(Task to carry out):
Copy the lines of the material below word for word, from the line with "det: gabled roof section" up to and including the final line.
* start Excerpted records *
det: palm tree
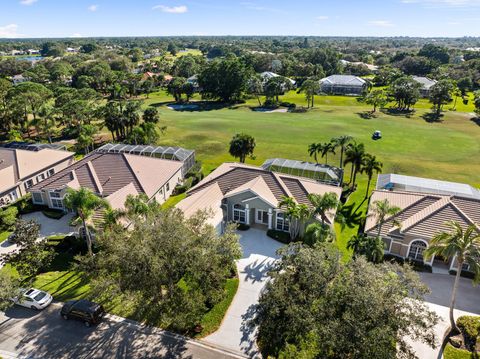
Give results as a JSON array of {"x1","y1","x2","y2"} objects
[
  {"x1": 424, "y1": 221, "x2": 480, "y2": 333},
  {"x1": 308, "y1": 192, "x2": 338, "y2": 226},
  {"x1": 371, "y1": 198, "x2": 401, "y2": 237},
  {"x1": 345, "y1": 143, "x2": 365, "y2": 187},
  {"x1": 360, "y1": 153, "x2": 383, "y2": 198},
  {"x1": 64, "y1": 187, "x2": 109, "y2": 255},
  {"x1": 319, "y1": 142, "x2": 335, "y2": 165},
  {"x1": 308, "y1": 143, "x2": 322, "y2": 164},
  {"x1": 278, "y1": 196, "x2": 312, "y2": 240},
  {"x1": 332, "y1": 135, "x2": 353, "y2": 168}
]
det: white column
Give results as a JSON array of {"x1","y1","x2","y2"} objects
[{"x1": 268, "y1": 208, "x2": 273, "y2": 229}]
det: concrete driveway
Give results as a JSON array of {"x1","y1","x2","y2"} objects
[
  {"x1": 203, "y1": 228, "x2": 282, "y2": 357},
  {"x1": 411, "y1": 273, "x2": 480, "y2": 359}
]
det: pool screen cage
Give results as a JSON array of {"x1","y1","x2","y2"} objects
[
  {"x1": 96, "y1": 143, "x2": 195, "y2": 176},
  {"x1": 262, "y1": 158, "x2": 343, "y2": 186}
]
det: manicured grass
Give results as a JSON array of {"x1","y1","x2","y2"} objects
[
  {"x1": 162, "y1": 193, "x2": 187, "y2": 209},
  {"x1": 195, "y1": 278, "x2": 239, "y2": 338},
  {"x1": 443, "y1": 343, "x2": 479, "y2": 359}
]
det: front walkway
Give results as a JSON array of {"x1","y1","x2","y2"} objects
[{"x1": 203, "y1": 228, "x2": 282, "y2": 357}]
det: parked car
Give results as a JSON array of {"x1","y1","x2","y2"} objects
[
  {"x1": 60, "y1": 299, "x2": 105, "y2": 327},
  {"x1": 12, "y1": 288, "x2": 53, "y2": 310},
  {"x1": 372, "y1": 131, "x2": 382, "y2": 140}
]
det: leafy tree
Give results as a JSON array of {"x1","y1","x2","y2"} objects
[
  {"x1": 370, "y1": 199, "x2": 401, "y2": 238},
  {"x1": 252, "y1": 243, "x2": 438, "y2": 359},
  {"x1": 64, "y1": 187, "x2": 109, "y2": 256},
  {"x1": 330, "y1": 135, "x2": 353, "y2": 168},
  {"x1": 198, "y1": 56, "x2": 250, "y2": 102},
  {"x1": 228, "y1": 133, "x2": 256, "y2": 163},
  {"x1": 0, "y1": 270, "x2": 21, "y2": 311},
  {"x1": 2, "y1": 220, "x2": 54, "y2": 278},
  {"x1": 278, "y1": 197, "x2": 312, "y2": 241},
  {"x1": 345, "y1": 143, "x2": 365, "y2": 187},
  {"x1": 300, "y1": 78, "x2": 320, "y2": 107},
  {"x1": 80, "y1": 211, "x2": 241, "y2": 331},
  {"x1": 364, "y1": 90, "x2": 388, "y2": 113},
  {"x1": 143, "y1": 106, "x2": 160, "y2": 123},
  {"x1": 360, "y1": 153, "x2": 383, "y2": 198},
  {"x1": 429, "y1": 80, "x2": 454, "y2": 116},
  {"x1": 389, "y1": 76, "x2": 421, "y2": 111},
  {"x1": 424, "y1": 221, "x2": 480, "y2": 333},
  {"x1": 308, "y1": 192, "x2": 339, "y2": 226}
]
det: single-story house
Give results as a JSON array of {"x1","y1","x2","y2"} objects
[
  {"x1": 365, "y1": 189, "x2": 480, "y2": 270},
  {"x1": 29, "y1": 146, "x2": 184, "y2": 210},
  {"x1": 0, "y1": 142, "x2": 75, "y2": 207},
  {"x1": 413, "y1": 76, "x2": 437, "y2": 97},
  {"x1": 177, "y1": 163, "x2": 342, "y2": 232},
  {"x1": 260, "y1": 71, "x2": 296, "y2": 86},
  {"x1": 320, "y1": 75, "x2": 368, "y2": 96}
]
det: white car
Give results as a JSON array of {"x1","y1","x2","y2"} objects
[{"x1": 13, "y1": 288, "x2": 53, "y2": 310}]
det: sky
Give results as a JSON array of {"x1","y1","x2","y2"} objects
[{"x1": 0, "y1": 0, "x2": 480, "y2": 38}]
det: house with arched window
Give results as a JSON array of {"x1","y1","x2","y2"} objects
[{"x1": 365, "y1": 186, "x2": 480, "y2": 270}]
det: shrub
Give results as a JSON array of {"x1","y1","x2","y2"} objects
[
  {"x1": 267, "y1": 229, "x2": 292, "y2": 244},
  {"x1": 457, "y1": 315, "x2": 480, "y2": 351}
]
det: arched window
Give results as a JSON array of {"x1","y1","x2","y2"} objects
[{"x1": 408, "y1": 241, "x2": 427, "y2": 261}]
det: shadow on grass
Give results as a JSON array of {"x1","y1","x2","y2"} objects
[{"x1": 422, "y1": 112, "x2": 444, "y2": 123}]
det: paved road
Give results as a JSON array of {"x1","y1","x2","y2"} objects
[
  {"x1": 204, "y1": 228, "x2": 282, "y2": 357},
  {"x1": 0, "y1": 303, "x2": 246, "y2": 359}
]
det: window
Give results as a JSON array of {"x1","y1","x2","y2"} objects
[
  {"x1": 32, "y1": 192, "x2": 43, "y2": 204},
  {"x1": 408, "y1": 241, "x2": 427, "y2": 261},
  {"x1": 277, "y1": 212, "x2": 290, "y2": 232},
  {"x1": 233, "y1": 204, "x2": 246, "y2": 223},
  {"x1": 24, "y1": 179, "x2": 33, "y2": 189}
]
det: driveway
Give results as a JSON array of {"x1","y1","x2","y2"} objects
[
  {"x1": 203, "y1": 228, "x2": 282, "y2": 357},
  {"x1": 406, "y1": 273, "x2": 480, "y2": 359},
  {"x1": 0, "y1": 303, "x2": 240, "y2": 359}
]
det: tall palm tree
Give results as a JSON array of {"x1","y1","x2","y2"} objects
[
  {"x1": 332, "y1": 135, "x2": 353, "y2": 168},
  {"x1": 308, "y1": 192, "x2": 338, "y2": 226},
  {"x1": 360, "y1": 153, "x2": 383, "y2": 198},
  {"x1": 371, "y1": 198, "x2": 401, "y2": 237},
  {"x1": 308, "y1": 143, "x2": 321, "y2": 164},
  {"x1": 345, "y1": 143, "x2": 365, "y2": 187},
  {"x1": 320, "y1": 142, "x2": 335, "y2": 165},
  {"x1": 424, "y1": 221, "x2": 480, "y2": 333},
  {"x1": 64, "y1": 187, "x2": 109, "y2": 255},
  {"x1": 278, "y1": 196, "x2": 312, "y2": 240}
]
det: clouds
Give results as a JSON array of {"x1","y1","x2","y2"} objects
[
  {"x1": 20, "y1": 0, "x2": 38, "y2": 6},
  {"x1": 0, "y1": 24, "x2": 22, "y2": 39},
  {"x1": 368, "y1": 20, "x2": 395, "y2": 27},
  {"x1": 152, "y1": 5, "x2": 188, "y2": 14}
]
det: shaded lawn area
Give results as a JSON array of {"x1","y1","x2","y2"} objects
[{"x1": 443, "y1": 343, "x2": 480, "y2": 359}]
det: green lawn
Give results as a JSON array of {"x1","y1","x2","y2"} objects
[{"x1": 443, "y1": 343, "x2": 479, "y2": 359}]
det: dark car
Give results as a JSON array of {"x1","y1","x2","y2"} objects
[{"x1": 60, "y1": 299, "x2": 105, "y2": 327}]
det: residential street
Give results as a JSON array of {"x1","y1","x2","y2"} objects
[{"x1": 0, "y1": 303, "x2": 246, "y2": 359}]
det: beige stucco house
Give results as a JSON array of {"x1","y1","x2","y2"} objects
[
  {"x1": 0, "y1": 144, "x2": 74, "y2": 207},
  {"x1": 177, "y1": 163, "x2": 342, "y2": 232}
]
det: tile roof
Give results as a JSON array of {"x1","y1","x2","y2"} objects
[
  {"x1": 365, "y1": 190, "x2": 480, "y2": 238},
  {"x1": 30, "y1": 153, "x2": 182, "y2": 197}
]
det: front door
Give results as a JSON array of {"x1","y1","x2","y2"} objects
[{"x1": 255, "y1": 209, "x2": 268, "y2": 225}]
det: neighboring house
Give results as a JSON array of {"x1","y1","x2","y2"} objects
[
  {"x1": 0, "y1": 142, "x2": 75, "y2": 207},
  {"x1": 365, "y1": 190, "x2": 480, "y2": 270},
  {"x1": 12, "y1": 75, "x2": 30, "y2": 85},
  {"x1": 413, "y1": 76, "x2": 437, "y2": 97},
  {"x1": 320, "y1": 75, "x2": 368, "y2": 96},
  {"x1": 29, "y1": 144, "x2": 193, "y2": 210},
  {"x1": 376, "y1": 173, "x2": 480, "y2": 200},
  {"x1": 177, "y1": 163, "x2": 342, "y2": 232},
  {"x1": 260, "y1": 71, "x2": 296, "y2": 86}
]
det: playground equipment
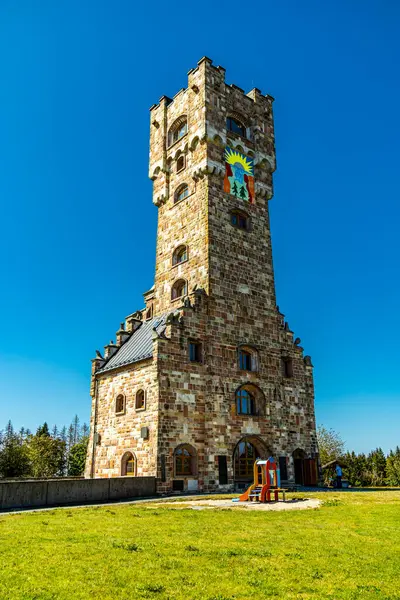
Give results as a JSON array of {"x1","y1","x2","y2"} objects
[{"x1": 239, "y1": 456, "x2": 286, "y2": 502}]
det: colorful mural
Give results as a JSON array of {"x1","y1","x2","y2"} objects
[{"x1": 224, "y1": 146, "x2": 254, "y2": 202}]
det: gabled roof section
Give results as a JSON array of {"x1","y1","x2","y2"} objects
[{"x1": 96, "y1": 315, "x2": 167, "y2": 374}]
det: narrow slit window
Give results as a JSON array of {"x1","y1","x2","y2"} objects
[{"x1": 189, "y1": 342, "x2": 202, "y2": 363}]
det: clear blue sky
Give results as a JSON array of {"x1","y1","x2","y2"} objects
[{"x1": 0, "y1": 0, "x2": 400, "y2": 451}]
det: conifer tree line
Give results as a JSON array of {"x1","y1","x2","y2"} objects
[
  {"x1": 0, "y1": 415, "x2": 89, "y2": 478},
  {"x1": 317, "y1": 426, "x2": 400, "y2": 487}
]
* end Excerpted records *
(Output of the exercise):
det: gabled roof section
Give results as a JSON array of {"x1","y1","x2","y2"} objects
[{"x1": 96, "y1": 315, "x2": 167, "y2": 374}]
det: narrow slit window
Give results as a JSON array of {"x1","y1","x2","y2"} objects
[{"x1": 189, "y1": 342, "x2": 202, "y2": 363}]
det: clear blue sky
Give results as a JSON array of {"x1","y1","x2","y2"} objects
[{"x1": 0, "y1": 0, "x2": 400, "y2": 451}]
det: conifer tree line
Give results as a JSON array of {"x1","y1","x2","y2"} objects
[
  {"x1": 0, "y1": 415, "x2": 89, "y2": 478},
  {"x1": 317, "y1": 426, "x2": 400, "y2": 487}
]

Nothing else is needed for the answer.